*Job 1*:
Filter the records down to every line that contains the string "mantel", and copy each of those lines.

*Passage*:
** Begin **

Exception Handling is an important part of every C++ program. Without it programming is not only more difficult but more time consuming. These examples should make programming easier and faster for you.

Using the code

This article will focus on the three main keywords used in Exception Handling. They are: try, throw, and catch. Essentially the try block tries to execute a piece of code and when it fails, for whatever reason, it throws the error to catch where the catch block executes an alternate piece of code.

Only code inside the try block will be monitored for exceptions. If an exceptions cannot be thrown it will result in a program termination using exit() or abort(). For example a double won't work with an int exception. Refer to the example below.

try {
    throw 100;  //Throw an error.
}
catch (double i) { // Catch will not execute and program will terminate
    cout << "Exception caugh:  " << i << ".\n";
    getch();
}

Exception 002

Now look at a program that will work. The try block below contains multiple statements, some of the statements will execute while others may not get the chance. It is certain that everything up until if will execute, but depending on what the user inputs the program could go in two different directions. It could finish out executions the way it was designed to or the throw will be executed. If the throw is executed then the user, or the program, has done they, or it, shouldn't have.

Next note the lines of code after the else statement. This code will not execute in fact the program doesn't even notice it. Writing code after throw is the same as writing it after a goto statement.

try
{
    system("cls");
    cout << "What is the name:  ";
    cin >> gotostr;
    if(gotostr == "Scooter" || gotostr == "scooter" || gotostr == "SCOOTER")

** End **

Pointing and labeling entries:
** Begin **

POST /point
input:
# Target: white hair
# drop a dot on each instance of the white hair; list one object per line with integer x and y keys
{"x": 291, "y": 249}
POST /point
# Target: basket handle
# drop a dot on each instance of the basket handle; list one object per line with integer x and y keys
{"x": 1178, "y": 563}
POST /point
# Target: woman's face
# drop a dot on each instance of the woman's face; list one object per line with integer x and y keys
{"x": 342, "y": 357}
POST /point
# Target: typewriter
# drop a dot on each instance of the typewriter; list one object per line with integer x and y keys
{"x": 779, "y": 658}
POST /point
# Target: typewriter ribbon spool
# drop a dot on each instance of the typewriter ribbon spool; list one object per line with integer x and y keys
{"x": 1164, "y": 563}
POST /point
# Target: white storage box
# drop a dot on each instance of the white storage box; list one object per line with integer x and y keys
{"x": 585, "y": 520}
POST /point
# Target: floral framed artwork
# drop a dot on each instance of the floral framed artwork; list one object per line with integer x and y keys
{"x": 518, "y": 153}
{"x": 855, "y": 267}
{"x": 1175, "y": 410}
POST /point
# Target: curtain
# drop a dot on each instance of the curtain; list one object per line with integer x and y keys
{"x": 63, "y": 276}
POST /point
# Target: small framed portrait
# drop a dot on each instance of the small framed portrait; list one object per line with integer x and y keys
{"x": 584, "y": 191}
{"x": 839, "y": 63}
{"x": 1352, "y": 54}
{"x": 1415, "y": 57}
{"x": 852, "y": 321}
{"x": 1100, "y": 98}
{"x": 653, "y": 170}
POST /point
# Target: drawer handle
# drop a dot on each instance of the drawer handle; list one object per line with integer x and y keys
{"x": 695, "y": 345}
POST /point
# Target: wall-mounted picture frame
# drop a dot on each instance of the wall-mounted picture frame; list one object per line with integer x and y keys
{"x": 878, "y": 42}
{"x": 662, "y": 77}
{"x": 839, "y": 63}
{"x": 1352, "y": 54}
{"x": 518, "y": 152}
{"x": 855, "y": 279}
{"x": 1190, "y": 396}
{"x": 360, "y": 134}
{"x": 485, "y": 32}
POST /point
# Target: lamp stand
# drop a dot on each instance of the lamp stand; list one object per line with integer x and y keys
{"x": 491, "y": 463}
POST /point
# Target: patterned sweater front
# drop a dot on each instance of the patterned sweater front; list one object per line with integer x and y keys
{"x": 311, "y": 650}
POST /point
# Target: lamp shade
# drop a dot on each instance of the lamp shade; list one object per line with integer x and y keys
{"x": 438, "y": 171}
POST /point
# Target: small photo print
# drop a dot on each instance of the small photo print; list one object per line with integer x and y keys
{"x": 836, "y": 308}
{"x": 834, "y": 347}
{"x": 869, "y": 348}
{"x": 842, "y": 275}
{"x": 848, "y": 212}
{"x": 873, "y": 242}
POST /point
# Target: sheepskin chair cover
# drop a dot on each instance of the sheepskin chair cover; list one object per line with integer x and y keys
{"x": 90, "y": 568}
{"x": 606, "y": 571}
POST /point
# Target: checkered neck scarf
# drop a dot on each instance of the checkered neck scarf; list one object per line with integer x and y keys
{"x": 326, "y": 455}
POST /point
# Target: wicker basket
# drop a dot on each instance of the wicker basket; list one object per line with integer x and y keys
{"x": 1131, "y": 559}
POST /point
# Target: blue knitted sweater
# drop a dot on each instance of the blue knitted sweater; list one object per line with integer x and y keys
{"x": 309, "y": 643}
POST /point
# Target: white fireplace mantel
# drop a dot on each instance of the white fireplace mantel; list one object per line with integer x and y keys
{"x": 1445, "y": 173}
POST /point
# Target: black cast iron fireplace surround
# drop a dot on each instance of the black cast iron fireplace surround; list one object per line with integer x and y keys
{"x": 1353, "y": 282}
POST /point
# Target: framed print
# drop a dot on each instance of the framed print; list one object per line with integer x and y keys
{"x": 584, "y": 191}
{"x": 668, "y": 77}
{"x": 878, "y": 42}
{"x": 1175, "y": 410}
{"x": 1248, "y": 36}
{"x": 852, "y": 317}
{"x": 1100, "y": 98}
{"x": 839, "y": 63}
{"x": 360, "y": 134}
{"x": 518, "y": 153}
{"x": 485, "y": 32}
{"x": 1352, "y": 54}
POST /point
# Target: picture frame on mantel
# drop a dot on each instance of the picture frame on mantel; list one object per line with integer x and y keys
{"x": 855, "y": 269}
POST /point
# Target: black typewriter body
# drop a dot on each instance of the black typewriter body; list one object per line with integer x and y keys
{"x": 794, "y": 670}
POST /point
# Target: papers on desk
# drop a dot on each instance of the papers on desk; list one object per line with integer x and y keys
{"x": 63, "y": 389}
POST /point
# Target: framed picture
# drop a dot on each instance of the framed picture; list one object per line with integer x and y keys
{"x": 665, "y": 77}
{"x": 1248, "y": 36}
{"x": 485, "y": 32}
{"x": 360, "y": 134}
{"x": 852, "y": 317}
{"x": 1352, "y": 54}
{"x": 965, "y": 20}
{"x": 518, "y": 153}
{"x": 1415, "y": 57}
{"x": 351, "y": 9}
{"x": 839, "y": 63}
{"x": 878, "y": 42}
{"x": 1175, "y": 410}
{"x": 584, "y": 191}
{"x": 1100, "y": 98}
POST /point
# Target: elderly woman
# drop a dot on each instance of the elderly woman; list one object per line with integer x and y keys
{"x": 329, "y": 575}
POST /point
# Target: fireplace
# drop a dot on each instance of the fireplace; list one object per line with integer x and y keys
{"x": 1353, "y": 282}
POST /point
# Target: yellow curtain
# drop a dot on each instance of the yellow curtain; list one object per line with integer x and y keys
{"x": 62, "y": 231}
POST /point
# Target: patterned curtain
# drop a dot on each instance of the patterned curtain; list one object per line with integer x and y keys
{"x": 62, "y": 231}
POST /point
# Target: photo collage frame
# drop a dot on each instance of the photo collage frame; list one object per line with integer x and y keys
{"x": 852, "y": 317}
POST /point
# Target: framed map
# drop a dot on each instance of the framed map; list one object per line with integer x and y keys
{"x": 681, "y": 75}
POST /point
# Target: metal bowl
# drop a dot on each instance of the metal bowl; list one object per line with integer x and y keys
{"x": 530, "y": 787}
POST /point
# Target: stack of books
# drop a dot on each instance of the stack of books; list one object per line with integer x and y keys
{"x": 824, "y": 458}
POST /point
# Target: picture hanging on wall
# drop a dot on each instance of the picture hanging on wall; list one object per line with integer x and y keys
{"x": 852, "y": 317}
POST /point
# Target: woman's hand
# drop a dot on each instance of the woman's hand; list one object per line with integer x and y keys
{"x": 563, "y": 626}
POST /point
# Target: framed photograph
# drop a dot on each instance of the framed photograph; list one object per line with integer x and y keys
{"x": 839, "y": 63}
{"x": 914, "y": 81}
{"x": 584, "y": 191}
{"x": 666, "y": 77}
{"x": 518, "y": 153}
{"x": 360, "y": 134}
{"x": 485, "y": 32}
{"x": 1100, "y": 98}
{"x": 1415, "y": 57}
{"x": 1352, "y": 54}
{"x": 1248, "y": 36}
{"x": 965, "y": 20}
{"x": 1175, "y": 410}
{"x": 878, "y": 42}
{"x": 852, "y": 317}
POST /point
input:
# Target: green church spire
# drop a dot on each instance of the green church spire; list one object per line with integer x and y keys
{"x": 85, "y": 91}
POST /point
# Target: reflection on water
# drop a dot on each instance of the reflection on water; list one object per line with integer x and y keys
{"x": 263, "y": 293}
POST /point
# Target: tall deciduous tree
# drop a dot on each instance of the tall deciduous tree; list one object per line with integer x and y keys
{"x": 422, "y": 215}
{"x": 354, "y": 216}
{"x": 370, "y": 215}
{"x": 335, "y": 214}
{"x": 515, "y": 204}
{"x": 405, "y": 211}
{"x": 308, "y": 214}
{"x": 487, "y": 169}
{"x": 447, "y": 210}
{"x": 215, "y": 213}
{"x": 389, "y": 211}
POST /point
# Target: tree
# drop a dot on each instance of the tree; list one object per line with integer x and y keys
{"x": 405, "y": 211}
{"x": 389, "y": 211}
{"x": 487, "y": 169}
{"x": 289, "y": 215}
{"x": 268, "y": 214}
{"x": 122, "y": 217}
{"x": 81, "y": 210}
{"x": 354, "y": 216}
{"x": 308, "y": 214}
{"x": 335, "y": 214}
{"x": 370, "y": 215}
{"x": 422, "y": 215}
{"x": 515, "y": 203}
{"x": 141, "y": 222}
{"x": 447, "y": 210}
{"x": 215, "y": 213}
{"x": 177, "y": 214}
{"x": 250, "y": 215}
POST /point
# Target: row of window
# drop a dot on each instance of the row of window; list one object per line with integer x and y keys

** End **

*Job 2*:
According to the passage on C++ exception handling, which main keywords will the article focus on?

*Exercise result 1*:
# Target: white fireplace mantel
# drop a dot on each instance of the white fireplace mantel; list one object per line with integer x and y keys
# Target: picture frame on mantel
# drop a dot on each instance of the picture frame on mantel; list one object per line with integer x and y keys

*Exercise result 2*:
try, throw, catch